--- Start ---

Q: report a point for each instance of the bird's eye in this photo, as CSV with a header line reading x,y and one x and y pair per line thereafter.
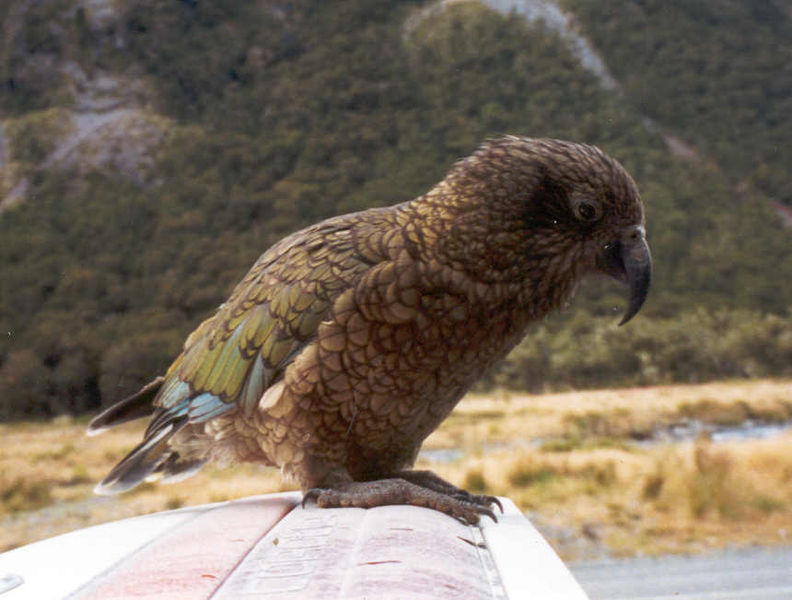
x,y
588,211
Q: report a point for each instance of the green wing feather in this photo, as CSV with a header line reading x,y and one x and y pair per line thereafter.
x,y
271,315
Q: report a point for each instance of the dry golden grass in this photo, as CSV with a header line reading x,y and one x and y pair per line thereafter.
x,y
587,476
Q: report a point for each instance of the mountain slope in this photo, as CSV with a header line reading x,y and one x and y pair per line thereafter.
x,y
256,119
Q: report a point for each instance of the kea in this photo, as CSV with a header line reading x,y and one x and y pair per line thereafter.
x,y
349,342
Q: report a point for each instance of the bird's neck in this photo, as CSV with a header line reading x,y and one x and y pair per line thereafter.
x,y
509,266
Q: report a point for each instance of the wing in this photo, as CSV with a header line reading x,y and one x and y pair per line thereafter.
x,y
234,356
231,359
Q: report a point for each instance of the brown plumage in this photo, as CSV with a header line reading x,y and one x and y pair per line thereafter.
x,y
350,341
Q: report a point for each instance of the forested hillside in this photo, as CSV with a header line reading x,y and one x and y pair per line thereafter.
x,y
150,150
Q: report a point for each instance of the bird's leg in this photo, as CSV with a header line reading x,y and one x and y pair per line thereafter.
x,y
383,492
432,481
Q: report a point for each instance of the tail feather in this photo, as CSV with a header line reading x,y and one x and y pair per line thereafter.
x,y
147,458
175,468
136,406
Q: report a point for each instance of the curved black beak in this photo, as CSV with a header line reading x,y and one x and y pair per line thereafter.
x,y
628,259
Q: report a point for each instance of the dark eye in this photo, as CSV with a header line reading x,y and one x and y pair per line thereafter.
x,y
587,211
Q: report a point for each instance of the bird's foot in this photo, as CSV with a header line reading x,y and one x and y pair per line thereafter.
x,y
430,481
383,492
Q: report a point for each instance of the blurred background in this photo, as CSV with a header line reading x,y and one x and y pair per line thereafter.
x,y
150,150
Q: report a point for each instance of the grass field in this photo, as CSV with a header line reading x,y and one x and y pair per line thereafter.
x,y
590,464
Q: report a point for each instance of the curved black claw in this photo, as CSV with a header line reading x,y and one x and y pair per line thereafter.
x,y
480,500
487,512
311,494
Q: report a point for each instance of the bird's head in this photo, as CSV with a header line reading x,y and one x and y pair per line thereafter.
x,y
551,211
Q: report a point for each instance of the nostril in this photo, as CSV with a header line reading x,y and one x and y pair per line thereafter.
x,y
636,233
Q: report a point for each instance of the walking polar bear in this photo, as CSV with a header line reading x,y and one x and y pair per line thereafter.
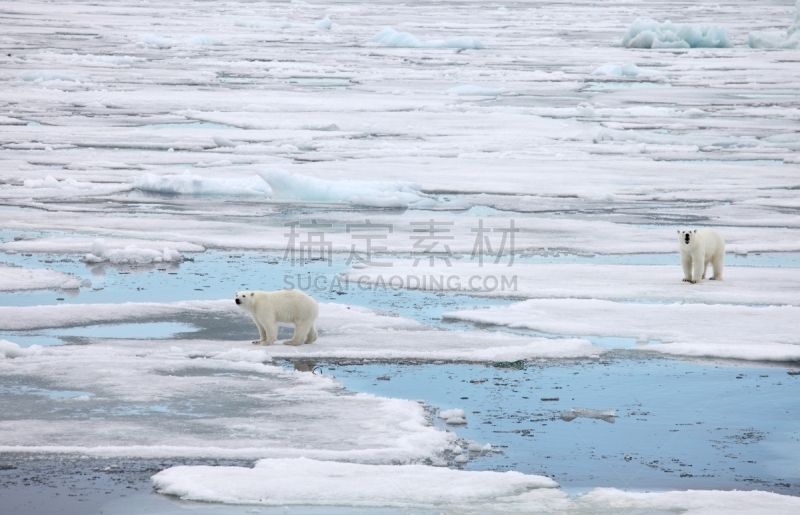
x,y
287,306
699,247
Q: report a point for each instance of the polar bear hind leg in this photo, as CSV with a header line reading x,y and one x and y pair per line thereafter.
x,y
717,263
312,334
687,268
301,330
268,330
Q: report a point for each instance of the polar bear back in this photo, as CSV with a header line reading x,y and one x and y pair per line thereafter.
x,y
709,240
289,306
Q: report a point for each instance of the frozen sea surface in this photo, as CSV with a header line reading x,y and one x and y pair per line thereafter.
x,y
162,126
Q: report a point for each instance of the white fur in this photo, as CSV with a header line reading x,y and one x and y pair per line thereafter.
x,y
288,306
704,246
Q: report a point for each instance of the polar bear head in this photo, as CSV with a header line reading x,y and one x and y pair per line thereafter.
x,y
687,237
244,299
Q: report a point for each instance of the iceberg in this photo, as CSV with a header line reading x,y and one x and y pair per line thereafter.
x,y
647,33
393,38
776,40
395,194
190,184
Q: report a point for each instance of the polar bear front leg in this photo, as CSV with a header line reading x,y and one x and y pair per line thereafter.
x,y
717,263
261,332
268,330
698,265
686,262
312,334
300,333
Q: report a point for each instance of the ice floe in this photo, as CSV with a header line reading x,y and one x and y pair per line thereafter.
x,y
624,70
776,40
11,350
653,283
275,482
453,417
199,399
311,482
13,278
346,332
131,254
87,245
190,184
769,333
288,186
647,33
393,38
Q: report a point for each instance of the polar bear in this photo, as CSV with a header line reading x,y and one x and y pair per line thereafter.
x,y
699,247
289,306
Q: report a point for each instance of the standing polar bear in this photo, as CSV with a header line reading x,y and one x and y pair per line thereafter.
x,y
288,306
699,247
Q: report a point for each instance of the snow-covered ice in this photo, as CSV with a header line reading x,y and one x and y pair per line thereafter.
x,y
597,127
646,33
165,385
308,482
393,38
770,333
788,40
14,278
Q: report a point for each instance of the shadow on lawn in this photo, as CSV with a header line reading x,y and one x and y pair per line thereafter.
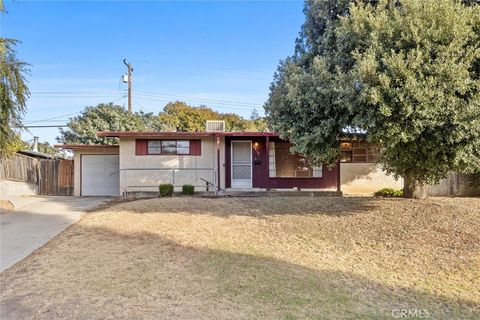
x,y
255,206
93,273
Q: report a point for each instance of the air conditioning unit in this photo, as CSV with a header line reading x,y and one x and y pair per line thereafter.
x,y
215,126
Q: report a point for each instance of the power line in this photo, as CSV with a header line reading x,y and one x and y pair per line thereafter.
x,y
158,94
47,126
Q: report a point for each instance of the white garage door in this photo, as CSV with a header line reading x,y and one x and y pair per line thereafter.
x,y
100,175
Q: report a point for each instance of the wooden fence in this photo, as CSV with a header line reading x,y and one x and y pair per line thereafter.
x,y
457,184
53,177
19,168
56,177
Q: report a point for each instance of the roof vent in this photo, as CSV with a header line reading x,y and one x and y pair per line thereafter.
x,y
215,126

--- End ---

- **GIVEN INSTRUCTION**
Please copy out every line of the listing above unchanged, omitting the pictures.

- **EXERCISE ANSWER**
Q: report a point for each instance of the bird's eye in this photo, as CSV with a header line reading x,y and one x and y pair per line thereafter.
x,y
588,211
Q: report a point for each instance of the green wing feather in this photo, as CSV with a header line reading x,y and one x and y pair per line thereafter.
x,y
271,315
Q: report a point for each instance of the dry golden grass in this photo, as CSV with a header line reading x,y and one x and y pair per line thereafter.
x,y
587,476
Q: report a point for each instance of the mountain slope in this photo, as CSV with a header line reading x,y and one x and y pair per line thereafter.
x,y
256,119
Q: report a point for each instance of the kea in this photo, as CSV with a header line reading x,y and one x and y pair per line thereafter.
x,y
349,342
Q: report a point for each instance of the bird's neck in this photo, as CSV with a header line reading x,y and one x and y pair per line thereafter.
x,y
509,266
Q: report a point for each instance of the wing in this photo, as CSV with a header line reading x,y and one x and y pair per line thereafter.
x,y
234,356
231,359
Q: report a point for each instance of the brown plumage in this photo, as CSV with a header line reading x,y and one x and y pair per line thereafter.
x,y
350,341
Q: report a point for each instance of the forested hillside in this photo, as CSV with a header line reading x,y and one x and y pair per line thereafter.
x,y
150,150
Q: report a point for each instance of the bird's leg in this photo, as CSV with a header line reading x,y and one x and y pair per line thereafter.
x,y
383,492
432,481
Q: report a point for each instance of the tail feather in this photo, as CSV with a header line reading x,y and one x and y pair per line thereafter.
x,y
147,458
175,468
136,406
Q: report a point for each instance of the curved black beak in this photo, as CSV with a header line reading x,y and one x and y pair per line thereafter.
x,y
628,259
Q: report a point for each instance of the dark eye in this photo, as CSV with a header line reading x,y and one x and y pair per line thereafter.
x,y
587,211
Q: report a point for each instance of the bird's foot in this photo, as CSV with a header line reading x,y and one x and y pair per line thereafter.
x,y
430,481
383,492
Q: report a point for each instance of the blurred background in this photo, as CSV with a header line reading x,y and one x and y pair per line thereafter.
x,y
150,150
Q: report a point for each instance of the grass field in this photo, as CSV with a header line reading x,y and one x and y pair per line thereafter.
x,y
590,464
Q: report a point for each instance of the curved black claw in this photo, as CSV with a header line reading x,y and one x and y pair per line thereafter.
x,y
480,500
487,512
311,494
Q: report a point for each instance of the bird's head in this photo, as CSV with a header line reading x,y and one x and y pair per line thereafter.
x,y
551,211
Q: report a point for each instance of the nostril in this photo, as CSV with a header line reading x,y and one x and y pair per line thereafter.
x,y
636,233
Q: report a point for each instance of the walking polar bear in this photo, as CSV with a header line reading x,y and one x and y pair per line thereafter.
x,y
287,306
699,247
Q: report a point for each instance of the polar bear hind leg in this photo, as CSV with a header line reading x,y and one x and y pair per line thereafter.
x,y
717,263
312,334
687,268
301,330
268,330
Q: report a point for each instance of the polar bear back in this photo, as CSV with a header line reading x,y and one x and y pair per line thereafter.
x,y
709,240
289,306
Q: report a point for each instance of the frozen sea surface in this photo, as CSV with a header line reading x,y and one x and y pair per line thereafter.
x,y
162,126
Q: report a point for each instance of the white fur in this photo, as CSV with a header line reading x,y and one x and y pair per line thereafter.
x,y
288,306
704,246
Q: report a point for each instance of the polar bear head in this photo, as CSV with a header line reading x,y and one x and y pair per line thereafter.
x,y
687,237
244,299
Q: report a point for each instance of the iceberg in this photo, as CSV with a header line reading x,y and one x and y pair per line thereafter.
x,y
647,33
393,38
776,40
395,194
190,184
Q: report a point for each instance of the polar bear front leg in this photo, as CSV with a header line reading x,y and one x and y pair per line thereafter.
x,y
717,263
261,332
268,330
698,265
686,262
312,334
300,333
Q: report a point for each instance of the ice floe in this photo, as CSV with a header line reading x,y and one x and y pair per line thereafter.
x,y
624,70
776,40
11,350
653,283
275,482
453,417
199,399
311,482
13,278
346,332
131,254
87,245
190,184
769,333
288,186
647,33
393,38
Q: report a point for each instance of the polar bear in this photo, as CSV with a header line reading x,y and one x and y pair per line thereafter.
x,y
699,247
289,306
Q: report a point for each instance of the standing polar bear in this photo, as CSV with a header line reading x,y and one x and y pair per line thereafter.
x,y
288,306
699,247
Q: report a point for each instance of the snow-covered ice in this photo, as CSV with a header line reading x,y and one x and y pair per line thereafter.
x,y
597,127
646,33
165,385
308,482
393,38
770,333
788,40
14,278
Q: report a point for each instance of the shadow on lawn in this photo, as CSV with a header line reading x,y and one x and y pair per line thereafter.
x,y
255,206
93,273
Q: report a point for each instance of the air conditioning unit in this photo, as CSV with a header line reading x,y and one x and y pair per line thereafter.
x,y
215,126
Q: report a point for each instance of the power line in this photo, as CSV with a header line reading x,y and one x and y pair per line thereafter.
x,y
158,94
47,126
Q: report a point for each instance of the white garage door in this photo, as CSV with a header line reading x,y and one x and y pair per line thereafter.
x,y
100,175
Q: report a point for each instance of the wooden fence in this photo, as CSV with a header line reading x,y and one x and y pair per line thereafter.
x,y
457,184
53,177
19,168
56,177
Q: report a point for each instance of the roof vent in this photo, as CSV with a header line reading x,y and one x and y pair per line thereafter.
x,y
215,126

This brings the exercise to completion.